** WORK REQUIRED **
Reproduce all the entries beneath this sentence exactly.

** DATA EXCERPTS **

== == ==

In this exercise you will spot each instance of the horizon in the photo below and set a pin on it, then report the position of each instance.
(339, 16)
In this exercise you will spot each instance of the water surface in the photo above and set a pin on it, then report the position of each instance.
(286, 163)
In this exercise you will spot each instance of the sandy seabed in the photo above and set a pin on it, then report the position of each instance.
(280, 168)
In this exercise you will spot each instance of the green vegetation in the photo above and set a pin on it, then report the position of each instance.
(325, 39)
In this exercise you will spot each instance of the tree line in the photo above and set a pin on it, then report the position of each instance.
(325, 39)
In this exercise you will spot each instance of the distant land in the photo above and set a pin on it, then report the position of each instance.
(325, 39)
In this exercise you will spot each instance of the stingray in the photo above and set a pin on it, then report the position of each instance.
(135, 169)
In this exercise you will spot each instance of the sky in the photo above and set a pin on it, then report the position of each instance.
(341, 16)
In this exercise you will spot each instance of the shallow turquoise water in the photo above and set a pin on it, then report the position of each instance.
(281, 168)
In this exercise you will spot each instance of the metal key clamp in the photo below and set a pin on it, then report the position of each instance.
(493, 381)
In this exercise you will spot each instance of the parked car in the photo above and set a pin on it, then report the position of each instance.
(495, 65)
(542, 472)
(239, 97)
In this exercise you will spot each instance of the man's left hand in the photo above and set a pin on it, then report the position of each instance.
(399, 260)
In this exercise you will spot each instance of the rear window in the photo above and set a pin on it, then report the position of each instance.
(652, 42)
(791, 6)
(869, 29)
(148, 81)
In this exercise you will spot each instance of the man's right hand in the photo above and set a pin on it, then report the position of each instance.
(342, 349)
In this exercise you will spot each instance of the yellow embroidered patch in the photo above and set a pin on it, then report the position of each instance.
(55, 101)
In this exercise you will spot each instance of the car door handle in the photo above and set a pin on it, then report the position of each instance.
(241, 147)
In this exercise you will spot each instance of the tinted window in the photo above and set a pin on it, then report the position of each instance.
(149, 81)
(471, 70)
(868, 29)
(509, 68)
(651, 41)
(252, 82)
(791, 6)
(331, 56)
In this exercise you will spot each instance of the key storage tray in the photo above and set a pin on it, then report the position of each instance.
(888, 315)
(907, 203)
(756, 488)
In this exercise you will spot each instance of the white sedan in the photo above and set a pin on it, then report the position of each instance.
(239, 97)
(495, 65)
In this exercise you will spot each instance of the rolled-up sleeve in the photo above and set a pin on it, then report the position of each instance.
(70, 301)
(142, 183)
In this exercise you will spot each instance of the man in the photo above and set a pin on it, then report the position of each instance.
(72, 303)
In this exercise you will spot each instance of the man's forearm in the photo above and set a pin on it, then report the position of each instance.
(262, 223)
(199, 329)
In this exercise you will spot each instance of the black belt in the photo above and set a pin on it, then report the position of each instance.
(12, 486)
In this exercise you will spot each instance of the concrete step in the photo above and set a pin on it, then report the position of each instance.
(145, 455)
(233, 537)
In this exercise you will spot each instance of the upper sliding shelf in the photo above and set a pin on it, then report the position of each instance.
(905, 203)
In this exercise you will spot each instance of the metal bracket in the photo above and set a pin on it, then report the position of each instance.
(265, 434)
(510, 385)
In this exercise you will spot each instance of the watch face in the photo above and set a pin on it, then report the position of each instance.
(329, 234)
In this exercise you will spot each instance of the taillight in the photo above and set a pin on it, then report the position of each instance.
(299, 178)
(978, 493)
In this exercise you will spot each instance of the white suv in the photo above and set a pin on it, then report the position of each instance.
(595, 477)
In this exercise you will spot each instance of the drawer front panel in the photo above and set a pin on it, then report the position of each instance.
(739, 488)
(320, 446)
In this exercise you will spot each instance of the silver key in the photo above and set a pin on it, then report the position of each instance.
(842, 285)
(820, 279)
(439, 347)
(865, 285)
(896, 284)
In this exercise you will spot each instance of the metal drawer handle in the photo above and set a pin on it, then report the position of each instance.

== == ==

** EXERCISE RESPONSE **
In this exercise you will spot each instance of the horizon in the photo below and set a pin on it, then report the position of each instance.
(339, 16)
In this exercise you will spot each instance of the water surface in the photo above and set a pin on it, then report the position of each instance.
(286, 163)
In this exercise you will spot each instance of the sandy seabed in the photo above and set a pin on it, then report the position of each instance.
(280, 168)
In this exercise you will spot each instance of the green vegetation in the photo above and set a pin on it, then report the position of each instance.
(325, 39)
In this exercise you will spot each instance of the tree line in the photo above and set a pin on it, then report the position of each instance.
(325, 39)
In this exercise you will spot each instance of the distant land in the photo above and set a pin on it, then report the position of each instance.
(325, 39)
In this exercise you will spot each instance of the stingray in the photo above and set a pin on it, then report the position of each instance.
(135, 169)
In this exercise you will spot each instance of the sky in the photo above and set a pin on it, then report the position of each instance.
(341, 16)
In this exercise you will spot each instance of the shallow turquoise water in the photo above and set a pin on it, then report the position of each instance.
(281, 168)
In this exercise you will spot each instance of the metal key clamp in the photo below and set a pin on it, then report the position of each instance.
(493, 381)
In this exercise you will spot each instance of the parked car in the photo above and set a pin on it, then report the position of each instance.
(495, 65)
(542, 472)
(239, 97)
In this exercise you will spot each instance of the man's left hand in the photo above and set a pin on it, then report the position of each instance.
(399, 260)
In this exercise you will spot each instance of the rear window in the photo above and set a pin on it, then report the position of each instance.
(652, 42)
(791, 6)
(869, 29)
(148, 81)
In this exercise you will spot each instance of the man's right hand in the photo above and set a pin on it, then report the position of each instance.
(342, 349)
In this exercise you will spot each instance of the yellow embroidered patch in the photo above and set a pin on it, then report the position of each instance.
(55, 101)
In this exercise you will spot each instance of the car door handle in the photo above and set a pin on it, then report the position of each instance.
(241, 147)
In this exercise you will spot each instance of the tinted window in the photo above and set a pin on it, then report the position of each instance.
(149, 81)
(471, 70)
(868, 29)
(509, 68)
(651, 41)
(252, 82)
(791, 6)
(331, 56)
In this exercise you will spot each instance of the key storage tray in the photo above and set a pin on it, then report the position of each instance.
(888, 315)
(907, 203)
(756, 488)
In this exercise you will spot each instance of the white sedan in the photo above and set a pin on it, then report the position of each instance.
(239, 97)
(495, 65)
In this exercise you will spot each instance of the rolled-up sleeve in the photo above and set a pin on it, then report the position of each instance.
(70, 301)
(142, 183)
In this exercise you will spot each instance of the man in the photo above and set a pin on it, then report the position of each instance.
(72, 303)
In this exercise you will spot each instance of the man's forearm in the photo above and set a pin on it, then report the position of each instance.
(262, 223)
(199, 329)
In this exercise you will spot each instance of the black belt in the photo above and set a pin on it, then report the position of each instance.
(12, 486)
In this exercise you will spot each instance of the concrete step in the photo above and set a pin on it, then report the position of each instance.
(145, 455)
(233, 537)
In this exercise you will spot each instance of the upper sliding shelf in the photo above and set a pin on it, then report the position of each instance.
(905, 203)
In this exercise you will spot each instance of the metal bracket in the photo above and set a pin on it, then report the position of each instance.
(265, 434)
(510, 385)
In this exercise you will spot each instance of the watch face in the photo above and set a pin on it, then report the position of each instance.
(329, 234)
In this exercise you will spot each instance of the taillight in the photo above and set a pin on it, then report the position of each instance.
(299, 178)
(978, 493)
In this exercise you will spot each instance of the white suv in the photo above and set a pin on it, then report the position of each instance.
(595, 477)
In this exercise you will spot each instance of the drawer front panel in the photo above and set a pin on it, then report the position of each instance.
(739, 488)
(320, 446)
In this exercise you will spot each instance of the silver key in the photo above and set a pin on it, then report the position of each instance.
(842, 285)
(820, 279)
(439, 347)
(865, 285)
(896, 284)
In this exercise you will spot each instance of the metal drawer handle in the photo above and set a pin on it, then report the position of each instance.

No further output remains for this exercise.